→ WORKING DATA
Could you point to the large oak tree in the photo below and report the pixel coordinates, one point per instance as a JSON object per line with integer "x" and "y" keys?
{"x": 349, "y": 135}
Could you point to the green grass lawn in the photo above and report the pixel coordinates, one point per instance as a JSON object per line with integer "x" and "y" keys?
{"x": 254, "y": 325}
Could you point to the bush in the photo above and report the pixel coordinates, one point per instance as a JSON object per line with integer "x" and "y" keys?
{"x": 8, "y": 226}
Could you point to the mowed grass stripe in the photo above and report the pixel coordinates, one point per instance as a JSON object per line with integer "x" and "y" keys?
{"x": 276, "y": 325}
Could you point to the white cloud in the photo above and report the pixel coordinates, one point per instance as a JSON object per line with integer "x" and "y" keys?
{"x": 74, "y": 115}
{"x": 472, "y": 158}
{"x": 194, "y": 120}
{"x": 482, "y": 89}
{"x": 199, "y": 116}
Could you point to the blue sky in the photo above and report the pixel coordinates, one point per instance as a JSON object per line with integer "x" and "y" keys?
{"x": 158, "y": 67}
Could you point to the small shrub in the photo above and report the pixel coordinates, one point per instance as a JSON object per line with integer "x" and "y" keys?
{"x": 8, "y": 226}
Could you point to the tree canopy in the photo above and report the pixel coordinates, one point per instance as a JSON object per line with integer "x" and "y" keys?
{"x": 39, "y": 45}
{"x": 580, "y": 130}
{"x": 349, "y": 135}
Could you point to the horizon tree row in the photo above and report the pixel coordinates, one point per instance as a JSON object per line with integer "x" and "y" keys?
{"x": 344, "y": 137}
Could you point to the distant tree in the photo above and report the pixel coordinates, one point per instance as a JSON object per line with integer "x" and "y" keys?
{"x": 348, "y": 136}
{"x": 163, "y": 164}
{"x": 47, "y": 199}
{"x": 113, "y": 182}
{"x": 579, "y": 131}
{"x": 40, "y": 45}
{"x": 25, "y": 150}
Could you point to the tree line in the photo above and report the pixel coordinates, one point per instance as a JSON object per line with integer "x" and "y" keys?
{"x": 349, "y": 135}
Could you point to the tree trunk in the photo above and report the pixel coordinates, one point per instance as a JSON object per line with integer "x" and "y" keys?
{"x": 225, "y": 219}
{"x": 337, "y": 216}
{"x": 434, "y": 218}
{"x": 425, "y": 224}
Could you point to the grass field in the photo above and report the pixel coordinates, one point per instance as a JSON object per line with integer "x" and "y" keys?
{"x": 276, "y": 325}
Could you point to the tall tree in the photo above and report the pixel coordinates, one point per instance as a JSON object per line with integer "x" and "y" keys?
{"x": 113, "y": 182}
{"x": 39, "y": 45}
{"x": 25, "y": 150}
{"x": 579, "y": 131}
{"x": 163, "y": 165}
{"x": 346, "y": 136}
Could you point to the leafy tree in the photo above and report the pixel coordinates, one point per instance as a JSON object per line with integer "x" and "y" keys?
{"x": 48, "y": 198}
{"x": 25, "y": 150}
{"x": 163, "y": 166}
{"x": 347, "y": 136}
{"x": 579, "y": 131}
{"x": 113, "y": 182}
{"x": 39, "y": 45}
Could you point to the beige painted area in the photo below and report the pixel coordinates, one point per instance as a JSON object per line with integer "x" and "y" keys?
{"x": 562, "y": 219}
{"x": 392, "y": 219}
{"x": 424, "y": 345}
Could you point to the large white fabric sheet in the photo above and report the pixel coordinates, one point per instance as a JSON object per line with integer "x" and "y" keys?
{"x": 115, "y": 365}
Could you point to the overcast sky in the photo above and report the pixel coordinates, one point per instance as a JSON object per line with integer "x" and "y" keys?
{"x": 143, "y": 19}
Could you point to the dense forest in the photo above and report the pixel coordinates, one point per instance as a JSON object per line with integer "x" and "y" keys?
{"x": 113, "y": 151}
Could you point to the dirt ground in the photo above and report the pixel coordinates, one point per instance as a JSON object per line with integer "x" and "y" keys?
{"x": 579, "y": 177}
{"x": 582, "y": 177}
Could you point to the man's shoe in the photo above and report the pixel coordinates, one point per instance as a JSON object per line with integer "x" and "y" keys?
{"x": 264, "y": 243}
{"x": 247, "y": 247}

→ WORK INSTRUCTIONS
Rewrite all of the lines above as a JSON list of strings, one string per line, leaving out any blank lines.

→ COMPLETE ANSWER
[
  "Could you point to the large oak tree in the photo below and report the pixel coordinates, one point per instance as a JSON object per line with integer \"x\" and \"y\" keys?",
  "{\"x\": 349, \"y\": 135}",
  "Could you point to the green grass lawn in the photo above and report the pixel coordinates, one point per instance as a JSON object per line with integer \"x\" and \"y\" keys?",
  "{\"x\": 254, \"y\": 325}",
  "Could you point to the bush in the photo above and report the pixel coordinates, one point per instance as a JSON object per line with integer \"x\" and \"y\" keys?",
  "{\"x\": 8, \"y\": 226}",
  "Could you point to the mowed grass stripe in the photo above and report the pixel coordinates, one point per instance as a JSON object per line with integer \"x\" and \"y\" keys?",
  "{\"x\": 276, \"y\": 325}",
  "Could you point to the white cloud in the photo above and report the pixel coordinates, one point per instance as a JSON object per line with integer \"x\" and \"y\" keys?",
  "{\"x\": 74, \"y\": 115}",
  "{\"x\": 472, \"y\": 158}",
  "{\"x\": 194, \"y\": 120}",
  "{\"x\": 482, \"y\": 89}",
  "{\"x\": 199, \"y\": 116}",
  "Could you point to the blue sky in the photo above and report the pixel coordinates, one point per instance as a JSON object per line with integer \"x\" and \"y\" keys?",
  "{\"x\": 158, \"y\": 67}",
  "Could you point to the small shrub in the photo above and report the pixel coordinates, one point per instance as a JSON object per line with integer \"x\" and \"y\" keys?",
  "{\"x\": 8, \"y\": 226}",
  "Could you point to the tree canopy in the photo above and report the pixel coordinates, one point per instance as a JSON object per line with integer \"x\" and \"y\" keys?",
  "{\"x\": 39, \"y\": 45}",
  "{\"x\": 580, \"y\": 130}",
  "{\"x\": 349, \"y\": 135}",
  "Could you point to the horizon tree row in the photo above and report the pixel coordinates, one point per instance as a JSON object per line with integer \"x\" and \"y\" keys?",
  "{\"x\": 344, \"y\": 137}",
  "Could you point to the distant tree in the photo above and report the pixel coordinates, one point per instance as a JSON object per line with integer \"x\" and \"y\" keys?",
  "{\"x\": 348, \"y\": 136}",
  "{\"x\": 163, \"y\": 164}",
  "{\"x\": 47, \"y\": 199}",
  "{\"x\": 113, \"y\": 182}",
  "{\"x\": 579, \"y\": 131}",
  "{\"x\": 40, \"y\": 45}",
  "{\"x\": 25, \"y\": 150}",
  "Could you point to the tree line in the photo above and report the pixel coordinates, one point per instance as a JSON object per line with integer \"x\" and \"y\" keys?",
  "{\"x\": 349, \"y\": 135}",
  "Could you point to the tree trunk in the photo above and report the pixel coordinates, one point per instance as a JSON object per line with integer \"x\" and \"y\" keys?",
  "{\"x\": 225, \"y\": 219}",
  "{\"x\": 337, \"y\": 216}",
  "{\"x\": 434, \"y\": 218}",
  "{\"x\": 425, \"y\": 224}",
  "Could you point to the grass field in the photo above and report the pixel coordinates, one point per instance as a JSON object per line with integer \"x\" and \"y\" keys?",
  "{\"x\": 276, \"y\": 325}",
  "Could you point to the tall tree in the photo above and report the pixel coordinates, one point per instance as a JSON object per line with integer \"x\" and \"y\" keys?",
  "{\"x\": 113, \"y\": 182}",
  "{\"x\": 39, \"y\": 45}",
  "{\"x\": 25, \"y\": 150}",
  "{\"x\": 579, \"y\": 131}",
  "{\"x\": 163, \"y\": 165}",
  "{\"x\": 346, \"y\": 136}",
  "Could you point to the leafy tree in the photo above and report the pixel coordinates, one point per instance as a JSON object per line with integer \"x\" and \"y\" keys?",
  "{\"x\": 48, \"y\": 198}",
  "{\"x\": 25, \"y\": 150}",
  "{\"x\": 163, \"y\": 166}",
  "{\"x\": 347, \"y\": 136}",
  "{\"x\": 579, \"y\": 131}",
  "{\"x\": 113, \"y\": 182}",
  "{\"x\": 39, \"y\": 45}",
  "Could you point to the beige painted area in the photo below and report the pixel coordinates, one point per instance as a JSON object per line with integer \"x\" and \"y\" keys?",
  "{\"x\": 562, \"y\": 219}",
  "{\"x\": 392, \"y\": 219}",
  "{\"x\": 424, \"y\": 345}",
  "Could you point to the large white fabric sheet in the photo above and report the pixel coordinates, one point per instance as a JSON object per line with integer \"x\" and \"y\" keys?",
  "{\"x\": 115, \"y\": 365}",
  "Could you point to the overcast sky in the photo above and report the pixel coordinates, one point per instance as a JSON object per line with integer \"x\" and \"y\" keys?",
  "{\"x\": 143, \"y\": 19}",
  "Could you point to the dense forest in the photo above and report the pixel coordinates, one point per instance as a JSON object per line with integer \"x\" and \"y\" keys?",
  "{\"x\": 113, \"y\": 151}",
  "Could you point to the dirt ground in the photo above and report the pixel coordinates, one point per instance as a JSON object per line with integer \"x\" and \"y\" keys?",
  "{\"x\": 579, \"y\": 177}",
  "{\"x\": 582, \"y\": 177}",
  "Could you point to the man's shoe in the photo above and report the pixel coordinates, one point per instance as a JSON object per line with integer \"x\" and \"y\" keys?",
  "{\"x\": 264, \"y\": 243}",
  "{\"x\": 247, \"y\": 247}"
]